» **Work order 1**: Decide whether each statement agrees with the excerpt on judicial impartiality, answering yes or no and quoting the deciding words: (a) Trump called a federal judge an "Obama judge" in November 2018; (b) Roberts said the courts have Trump judges; (c) research showed most judges ranged from the far right to the far left.
» **Work order 2**: Duplicate the part of the excerpt on judicial impartiality running from "I wanted to" to "their judicial careers.".

» **Document excerpt**:
****************
In November 2018, when then-president Donald Trump challenged a federal judge’s impartiality by calling him an “Obama judge,” Supreme Court Chief Justice John Roberts was indignant. He insisted, “We do not have Obama judges or Trump judges, Bush judges or Clinton judges. What we have is an extraordinary group of dedicated judges doing their level best to do equal right to those appearing before them.”
I wanted to believe him. It was right to criticize the actual rulings of Trump-appointed judges, just as you might do so with a judge appointed by any other president, but it was wrong to label them “Trump judges,” as if the appointing president defined their judicial philosophy. True, prior to the Trump presidency, political scientists tried to match the ideology of judges with that of the appointing president, with varying success; at best, research showed that most judges ranged from the moderate right to the moderate left. The Senate confirmation process — with some exceptions — selected judges in proportion to their not taking extreme positions earlier in their judicial careers.
****************
» **Input data**:
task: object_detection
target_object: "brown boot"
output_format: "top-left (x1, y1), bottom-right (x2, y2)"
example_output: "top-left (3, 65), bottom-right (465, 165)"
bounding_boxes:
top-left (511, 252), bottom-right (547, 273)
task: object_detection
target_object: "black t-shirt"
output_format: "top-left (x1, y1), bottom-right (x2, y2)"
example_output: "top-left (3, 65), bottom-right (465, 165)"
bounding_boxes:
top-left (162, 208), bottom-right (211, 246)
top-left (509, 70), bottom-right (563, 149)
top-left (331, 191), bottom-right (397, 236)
****************
» **Result 1**:
(a) Yes: "In November 2018, when then-president Donald Trump challenged a federal judge’s impartiality by calling him an “Obama judge,”"
(b) No: "We do not have Obama judges or Trump judges, Bush judges or Clinton judges."
(c) No: "at best, research showed that most judges ranged from the moderate right to the moderate left."

» **Result 2**:
I wanted to believe him. It was right to criticize the actual rulings of Trump-appointed judges, just as you might do so with a judge appointed by any other president, but it was wrong to label them “Trump judges,” as if the appointing president defined their judicial philosophy. True, prior to the Trump presidency, political scientists tried to match the ideology of judges with that of the appointing president, with varying success; at best, research showed that most judges ranged from the moderate right to the moderate left. The Senate confirmation process — with some exceptions — selected judges in proportion to their not taking extreme positions earlier in their judicial careers.